Barry J. Jacobs, PsyD

In the early 1990s, at the outset of my career as a psychologist in medical settings, I spent 5 years at a physical medicine rehabilitation hospital on what I was sure was a team of perennial all-stars. During our weekly clinical meetings, daily curbside dialogues in the hallways and cafeteria, and co-care in the PT gym and patients’ rooms, I always marveled at the competence, youthful confidence, and innumerable skills of the doggedly optimistic physical and occupational therapists, canny speech therapists, hardy nurses, and street-smart social workers on my assigned squad. At the head of this team was usually a gray-haired, white-coated physiatrist, wizened and patient, offering subtle guidance to team members but generally allowing us to practice our crafts. Not that harmony always reigned. We would have table-pounding debates about treatment plans. Rivalries simmered about who best evaluated cognition or ambulatory status.  But the team worked proudly and effectively and patients usually thrived.

I’ve been waxing nostalgic recently about those years because of family medicine’s ostensible move toward team-based care. The patient-centered medical home (PCMH) is intended to be a collaborative, integrated, multidisciplinary place where family physicians work shoulder to shoulder with behaviorists, pharmacists, case managers, social workers, medical assistants, and administrators to deliver improved, cost-effective, chronic disease management. But the culture of family medicine, in my opinion, is not yet team driven. What is second nature in physical medicine rehab is of necessity first nature for us—a new set of spiffy dress-up clothes without the well-worn comfort of habitual garb. I think there is much we can learn from rehab medicine’s decades-long experience with teams:

Multidisciplinary isn’t interdisciplinary. An oft-cited truism in the field of  integrating behavioral health services into primary care is that “co-location isn’t integration”—that is, proximity by itself doesn’t lead diverse clinicians to work in tandem toward better patient outcomes. I think this truism extends to team-based care in general. A multidisciplinary PCMH just connotes different disciplines under the same roof, which are working on their own respective and possibly divergent goals. Rehab was distinctly interdisciplinary—different disciplines working on commonly agreed upon goals. I believe that the PCMH likewise needs to be interdisciplinary to best blend the talents and skills of multiple specialists striving together. That means, like rehab, there needs to be processes in place for ongoing team communication and decision making. (An EHR alone won’t suffice.)  That means somehow creating team meeting times out of the hectic primary care work flow.

Goal of the exercise –
Answer these from the essay on team-based care:
1. How many years did the author spend at the physical medicine rehabilitation hospital?
2. What is the patient-centered medical home meant to deliver?
3. What does the essay say won't suffice by itself for ongoing team communication and decision making?

Recorded data –
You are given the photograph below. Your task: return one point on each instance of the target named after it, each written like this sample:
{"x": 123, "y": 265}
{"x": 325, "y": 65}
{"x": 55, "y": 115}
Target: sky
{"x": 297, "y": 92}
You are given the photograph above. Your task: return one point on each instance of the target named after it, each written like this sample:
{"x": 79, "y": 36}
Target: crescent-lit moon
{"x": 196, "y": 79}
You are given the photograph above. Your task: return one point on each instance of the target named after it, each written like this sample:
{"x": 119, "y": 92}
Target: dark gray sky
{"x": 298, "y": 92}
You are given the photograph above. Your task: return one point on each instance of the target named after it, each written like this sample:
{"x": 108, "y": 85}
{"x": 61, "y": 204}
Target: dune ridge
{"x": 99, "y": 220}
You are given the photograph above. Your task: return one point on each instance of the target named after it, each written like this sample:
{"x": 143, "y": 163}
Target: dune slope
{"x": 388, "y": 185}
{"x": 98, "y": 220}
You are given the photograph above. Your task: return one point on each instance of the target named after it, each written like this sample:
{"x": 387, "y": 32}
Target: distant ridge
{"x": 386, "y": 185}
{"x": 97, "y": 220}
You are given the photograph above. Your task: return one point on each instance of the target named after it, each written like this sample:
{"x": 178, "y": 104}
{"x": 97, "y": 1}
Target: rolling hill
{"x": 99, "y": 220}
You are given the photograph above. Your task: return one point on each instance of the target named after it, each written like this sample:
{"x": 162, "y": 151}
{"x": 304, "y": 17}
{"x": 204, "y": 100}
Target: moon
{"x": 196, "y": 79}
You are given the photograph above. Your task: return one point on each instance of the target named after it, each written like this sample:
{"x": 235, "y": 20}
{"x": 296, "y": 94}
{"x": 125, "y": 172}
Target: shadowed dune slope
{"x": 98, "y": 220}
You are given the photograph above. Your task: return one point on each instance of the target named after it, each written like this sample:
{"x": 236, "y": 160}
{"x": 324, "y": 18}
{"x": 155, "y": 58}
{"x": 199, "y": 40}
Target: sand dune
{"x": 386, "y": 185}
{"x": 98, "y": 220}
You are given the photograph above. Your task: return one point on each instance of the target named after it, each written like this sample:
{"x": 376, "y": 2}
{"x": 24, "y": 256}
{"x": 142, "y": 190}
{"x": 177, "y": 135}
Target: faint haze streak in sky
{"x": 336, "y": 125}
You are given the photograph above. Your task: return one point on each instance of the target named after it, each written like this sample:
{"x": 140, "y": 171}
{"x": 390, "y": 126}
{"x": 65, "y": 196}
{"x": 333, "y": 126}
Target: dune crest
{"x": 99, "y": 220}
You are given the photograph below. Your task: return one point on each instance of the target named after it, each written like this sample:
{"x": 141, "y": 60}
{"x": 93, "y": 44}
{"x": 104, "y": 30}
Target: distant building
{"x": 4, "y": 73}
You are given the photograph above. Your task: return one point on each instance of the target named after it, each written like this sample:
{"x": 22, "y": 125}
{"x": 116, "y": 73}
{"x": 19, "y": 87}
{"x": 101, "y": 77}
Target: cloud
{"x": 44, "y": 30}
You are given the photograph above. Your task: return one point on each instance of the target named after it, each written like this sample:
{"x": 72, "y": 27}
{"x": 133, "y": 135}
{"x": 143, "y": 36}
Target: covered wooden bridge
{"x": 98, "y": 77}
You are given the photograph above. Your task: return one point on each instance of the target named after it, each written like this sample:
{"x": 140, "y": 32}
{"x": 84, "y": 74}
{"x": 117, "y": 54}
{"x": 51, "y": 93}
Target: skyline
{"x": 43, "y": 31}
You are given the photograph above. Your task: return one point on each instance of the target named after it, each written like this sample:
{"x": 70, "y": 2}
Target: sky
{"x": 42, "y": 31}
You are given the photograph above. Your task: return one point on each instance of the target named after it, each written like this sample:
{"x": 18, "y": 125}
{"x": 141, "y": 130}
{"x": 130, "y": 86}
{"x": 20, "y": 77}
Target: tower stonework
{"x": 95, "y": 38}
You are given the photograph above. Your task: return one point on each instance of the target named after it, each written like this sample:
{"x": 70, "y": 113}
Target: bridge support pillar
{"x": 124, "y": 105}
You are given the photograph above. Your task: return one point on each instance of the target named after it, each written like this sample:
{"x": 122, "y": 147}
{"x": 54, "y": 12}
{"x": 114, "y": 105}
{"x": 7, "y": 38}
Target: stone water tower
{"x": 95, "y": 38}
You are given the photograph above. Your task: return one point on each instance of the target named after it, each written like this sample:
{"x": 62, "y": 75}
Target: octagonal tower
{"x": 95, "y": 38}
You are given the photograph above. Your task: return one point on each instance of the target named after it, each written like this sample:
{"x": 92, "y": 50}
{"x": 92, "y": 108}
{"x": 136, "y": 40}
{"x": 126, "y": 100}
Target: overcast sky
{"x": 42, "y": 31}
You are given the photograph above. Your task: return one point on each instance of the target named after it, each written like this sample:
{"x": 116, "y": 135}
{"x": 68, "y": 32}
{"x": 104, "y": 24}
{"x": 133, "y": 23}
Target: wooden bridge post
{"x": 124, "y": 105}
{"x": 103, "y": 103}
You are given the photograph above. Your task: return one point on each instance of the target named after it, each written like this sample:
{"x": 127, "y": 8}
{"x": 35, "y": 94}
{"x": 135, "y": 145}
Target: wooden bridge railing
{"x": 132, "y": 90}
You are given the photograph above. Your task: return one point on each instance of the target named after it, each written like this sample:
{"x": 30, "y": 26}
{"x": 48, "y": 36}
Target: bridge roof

Solution for this exercise –
1. 5 years
2. Improved, cost-effective, chronic disease management
3. An EHR